• **Information supplied**
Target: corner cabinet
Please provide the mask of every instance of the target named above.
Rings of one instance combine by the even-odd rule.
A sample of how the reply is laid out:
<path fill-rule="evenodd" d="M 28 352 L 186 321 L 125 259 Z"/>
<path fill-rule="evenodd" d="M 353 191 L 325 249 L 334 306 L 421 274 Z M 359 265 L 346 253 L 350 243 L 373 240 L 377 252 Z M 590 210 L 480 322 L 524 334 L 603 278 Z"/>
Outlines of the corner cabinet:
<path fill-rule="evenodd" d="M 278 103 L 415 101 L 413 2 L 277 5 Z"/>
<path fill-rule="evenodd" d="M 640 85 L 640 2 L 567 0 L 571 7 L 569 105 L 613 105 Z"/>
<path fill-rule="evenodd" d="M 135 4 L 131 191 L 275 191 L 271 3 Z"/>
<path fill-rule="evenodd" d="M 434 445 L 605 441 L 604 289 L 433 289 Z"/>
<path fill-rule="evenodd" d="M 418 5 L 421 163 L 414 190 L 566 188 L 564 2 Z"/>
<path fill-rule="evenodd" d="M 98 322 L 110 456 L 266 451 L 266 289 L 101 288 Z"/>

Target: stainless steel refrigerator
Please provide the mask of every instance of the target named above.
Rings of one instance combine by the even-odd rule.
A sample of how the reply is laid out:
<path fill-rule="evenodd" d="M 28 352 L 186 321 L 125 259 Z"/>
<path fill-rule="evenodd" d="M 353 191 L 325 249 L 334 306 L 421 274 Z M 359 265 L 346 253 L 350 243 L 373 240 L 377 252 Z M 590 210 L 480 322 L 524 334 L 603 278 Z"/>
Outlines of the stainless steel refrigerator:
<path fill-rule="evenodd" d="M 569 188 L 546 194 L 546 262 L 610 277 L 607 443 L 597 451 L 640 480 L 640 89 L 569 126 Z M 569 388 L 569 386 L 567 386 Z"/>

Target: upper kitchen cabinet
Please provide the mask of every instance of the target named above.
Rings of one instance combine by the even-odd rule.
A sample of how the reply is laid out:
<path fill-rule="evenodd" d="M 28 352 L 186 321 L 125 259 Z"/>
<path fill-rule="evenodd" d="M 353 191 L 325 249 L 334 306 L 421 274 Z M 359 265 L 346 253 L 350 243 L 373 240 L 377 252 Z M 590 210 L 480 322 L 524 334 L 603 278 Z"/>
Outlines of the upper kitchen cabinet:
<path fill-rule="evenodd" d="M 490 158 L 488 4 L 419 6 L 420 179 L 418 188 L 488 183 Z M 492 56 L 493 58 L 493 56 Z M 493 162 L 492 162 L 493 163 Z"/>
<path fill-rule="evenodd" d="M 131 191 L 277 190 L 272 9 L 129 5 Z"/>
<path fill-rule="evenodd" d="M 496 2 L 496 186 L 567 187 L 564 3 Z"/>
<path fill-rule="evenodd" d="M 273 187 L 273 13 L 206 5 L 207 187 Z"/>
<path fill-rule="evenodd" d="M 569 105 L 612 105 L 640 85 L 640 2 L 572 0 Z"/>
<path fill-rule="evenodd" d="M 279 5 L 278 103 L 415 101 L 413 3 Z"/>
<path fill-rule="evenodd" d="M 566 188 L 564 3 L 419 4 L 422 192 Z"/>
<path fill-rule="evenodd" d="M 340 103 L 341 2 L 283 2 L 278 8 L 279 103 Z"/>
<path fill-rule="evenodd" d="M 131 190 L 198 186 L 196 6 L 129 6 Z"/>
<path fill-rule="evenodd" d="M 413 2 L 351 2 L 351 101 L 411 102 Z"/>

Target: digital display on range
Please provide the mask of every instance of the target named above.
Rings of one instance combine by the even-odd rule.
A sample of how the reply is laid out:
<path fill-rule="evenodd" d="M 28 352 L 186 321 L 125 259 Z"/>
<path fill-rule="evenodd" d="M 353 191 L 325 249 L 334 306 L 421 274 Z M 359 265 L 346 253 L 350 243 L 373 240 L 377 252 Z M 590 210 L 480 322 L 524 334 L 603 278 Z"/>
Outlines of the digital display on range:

• **Problem requirements**
The listing above must be transcribed exactly, line by line.

• **Output for this task**
Target: corner cabinet
Please provide the mask of every instance of the target named above.
Rings of one instance combine by the even-odd rule.
A sample of how the reply is laid out:
<path fill-rule="evenodd" d="M 28 352 L 186 321 L 125 259 Z"/>
<path fill-rule="evenodd" d="M 353 191 L 325 249 L 334 306 L 421 274 Z M 359 265 L 346 253 L 350 243 L 373 240 L 377 252 Z M 590 210 L 480 322 L 524 334 L 603 278 Z"/>
Outlines of the corner cabinet:
<path fill-rule="evenodd" d="M 278 103 L 415 101 L 413 2 L 277 5 Z"/>
<path fill-rule="evenodd" d="M 640 85 L 640 2 L 567 0 L 571 7 L 569 105 L 613 105 Z"/>
<path fill-rule="evenodd" d="M 135 4 L 131 191 L 275 191 L 271 3 Z"/>
<path fill-rule="evenodd" d="M 434 445 L 605 441 L 604 289 L 433 289 Z"/>
<path fill-rule="evenodd" d="M 418 5 L 421 163 L 414 190 L 566 188 L 564 2 Z"/>
<path fill-rule="evenodd" d="M 98 322 L 110 456 L 266 451 L 266 289 L 101 288 Z"/>

Target: stainless steel refrigerator
Please provide the mask of every instance of the target named above.
Rings of one instance combine by the even-odd rule.
A sample of how the reply is laid out:
<path fill-rule="evenodd" d="M 28 352 L 186 321 L 125 259 Z"/>
<path fill-rule="evenodd" d="M 353 191 L 325 249 L 334 306 L 421 274 Z M 359 265 L 346 253 L 350 243 L 373 240 L 377 252 Z M 590 210 L 480 322 L 524 334 L 603 278 Z"/>
Outlines of the stainless steel refrigerator:
<path fill-rule="evenodd" d="M 569 188 L 546 194 L 546 262 L 610 277 L 607 443 L 597 451 L 640 480 L 640 89 L 569 126 Z M 569 388 L 569 386 L 567 386 Z"/>

Target: upper kitchen cabinet
Please provide the mask of every instance of the target named above.
Rings of one instance combine by the even-odd rule.
A sample of how the reply is laid out:
<path fill-rule="evenodd" d="M 28 352 L 186 321 L 125 259 Z"/>
<path fill-rule="evenodd" d="M 353 191 L 325 249 L 334 306 L 421 274 Z M 359 265 L 346 253 L 350 243 L 373 240 L 377 252 Z M 590 210 L 480 322 L 524 334 L 603 278 Z"/>
Outlines of the upper kitchen cabinet:
<path fill-rule="evenodd" d="M 490 158 L 488 4 L 419 6 L 420 179 L 418 188 L 488 183 Z M 492 56 L 493 58 L 493 56 Z M 493 162 L 492 162 L 493 163 Z"/>
<path fill-rule="evenodd" d="M 131 191 L 277 190 L 272 9 L 129 5 Z"/>
<path fill-rule="evenodd" d="M 496 2 L 496 186 L 567 187 L 564 3 Z"/>
<path fill-rule="evenodd" d="M 273 187 L 273 13 L 206 5 L 207 187 Z"/>
<path fill-rule="evenodd" d="M 569 105 L 612 105 L 640 85 L 640 2 L 572 0 Z"/>
<path fill-rule="evenodd" d="M 279 5 L 278 103 L 415 101 L 413 3 Z"/>
<path fill-rule="evenodd" d="M 566 188 L 564 3 L 419 4 L 422 192 Z"/>
<path fill-rule="evenodd" d="M 340 103 L 341 2 L 283 2 L 278 8 L 279 103 Z"/>
<path fill-rule="evenodd" d="M 131 190 L 198 186 L 196 6 L 129 6 Z"/>
<path fill-rule="evenodd" d="M 413 2 L 351 2 L 351 101 L 411 102 Z"/>

Target: digital display on range
Please provide the mask of every instance of the target named above.
Rings of one instance combine by the even-odd rule.
A sample of how the reply is laid out:
<path fill-rule="evenodd" d="M 28 352 L 186 321 L 125 259 Z"/>
<path fill-rule="evenodd" d="M 353 191 L 325 249 L 334 306 L 421 274 Z M 359 265 L 346 253 L 350 243 L 373 240 L 377 252 Z M 590 210 L 480 322 L 524 334 L 603 278 Z"/>
Outlines of the digital display on range:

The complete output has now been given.